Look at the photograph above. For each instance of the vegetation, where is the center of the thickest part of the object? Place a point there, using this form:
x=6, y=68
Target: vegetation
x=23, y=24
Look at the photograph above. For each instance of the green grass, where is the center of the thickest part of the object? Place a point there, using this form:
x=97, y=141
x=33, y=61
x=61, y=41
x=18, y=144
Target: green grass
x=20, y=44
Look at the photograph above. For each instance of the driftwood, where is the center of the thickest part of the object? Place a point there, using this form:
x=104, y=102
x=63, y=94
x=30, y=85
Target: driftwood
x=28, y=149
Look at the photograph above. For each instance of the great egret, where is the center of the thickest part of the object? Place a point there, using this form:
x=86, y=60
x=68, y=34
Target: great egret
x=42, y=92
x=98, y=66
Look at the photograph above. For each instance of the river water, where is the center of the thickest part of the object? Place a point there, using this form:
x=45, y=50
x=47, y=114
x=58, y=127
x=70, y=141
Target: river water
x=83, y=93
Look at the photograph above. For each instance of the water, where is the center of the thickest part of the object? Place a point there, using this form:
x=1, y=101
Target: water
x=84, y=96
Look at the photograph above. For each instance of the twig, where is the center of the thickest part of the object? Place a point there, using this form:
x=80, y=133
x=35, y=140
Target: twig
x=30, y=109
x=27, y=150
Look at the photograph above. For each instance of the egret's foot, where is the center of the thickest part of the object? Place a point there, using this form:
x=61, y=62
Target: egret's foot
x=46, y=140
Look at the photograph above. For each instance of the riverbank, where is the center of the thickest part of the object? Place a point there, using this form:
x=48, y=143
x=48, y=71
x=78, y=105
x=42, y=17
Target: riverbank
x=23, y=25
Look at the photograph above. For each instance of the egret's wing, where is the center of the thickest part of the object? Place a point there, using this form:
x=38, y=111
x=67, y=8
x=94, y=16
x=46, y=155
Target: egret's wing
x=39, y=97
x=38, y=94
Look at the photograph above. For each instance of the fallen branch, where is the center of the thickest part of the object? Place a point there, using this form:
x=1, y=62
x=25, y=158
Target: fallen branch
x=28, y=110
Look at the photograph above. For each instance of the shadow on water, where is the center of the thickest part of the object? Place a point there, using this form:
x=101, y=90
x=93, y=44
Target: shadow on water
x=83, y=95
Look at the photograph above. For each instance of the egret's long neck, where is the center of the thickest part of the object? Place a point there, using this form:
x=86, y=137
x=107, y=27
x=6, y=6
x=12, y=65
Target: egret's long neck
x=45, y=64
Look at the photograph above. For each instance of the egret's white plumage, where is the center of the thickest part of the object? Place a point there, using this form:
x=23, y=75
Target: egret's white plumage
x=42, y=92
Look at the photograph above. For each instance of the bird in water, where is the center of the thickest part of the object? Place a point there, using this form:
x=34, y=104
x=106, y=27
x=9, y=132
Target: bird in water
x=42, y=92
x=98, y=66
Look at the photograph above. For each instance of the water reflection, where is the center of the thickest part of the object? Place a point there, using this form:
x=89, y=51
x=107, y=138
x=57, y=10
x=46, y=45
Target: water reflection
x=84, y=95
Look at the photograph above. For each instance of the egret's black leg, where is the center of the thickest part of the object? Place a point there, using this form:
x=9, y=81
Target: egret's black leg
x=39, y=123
...
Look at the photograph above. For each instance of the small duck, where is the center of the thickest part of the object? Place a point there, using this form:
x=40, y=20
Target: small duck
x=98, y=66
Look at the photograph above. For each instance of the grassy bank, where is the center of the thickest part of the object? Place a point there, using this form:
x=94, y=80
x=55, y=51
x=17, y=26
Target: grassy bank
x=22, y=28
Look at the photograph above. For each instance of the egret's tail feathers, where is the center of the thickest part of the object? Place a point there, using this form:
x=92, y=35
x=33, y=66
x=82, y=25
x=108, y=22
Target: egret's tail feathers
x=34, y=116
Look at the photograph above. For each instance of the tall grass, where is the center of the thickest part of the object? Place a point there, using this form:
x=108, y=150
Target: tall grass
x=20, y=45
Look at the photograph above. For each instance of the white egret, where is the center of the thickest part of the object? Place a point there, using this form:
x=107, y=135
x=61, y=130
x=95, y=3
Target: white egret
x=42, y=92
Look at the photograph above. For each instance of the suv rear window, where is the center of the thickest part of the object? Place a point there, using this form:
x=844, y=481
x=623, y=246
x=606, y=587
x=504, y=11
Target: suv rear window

- Exercise description -
I need every line of the data that has the word "window"; please list them.

- Your response -
Look at the photograph above. For each instance of the suv rear window, where is the center of the thickest part of the object? Place a point there, using this form:
Target: suv rear window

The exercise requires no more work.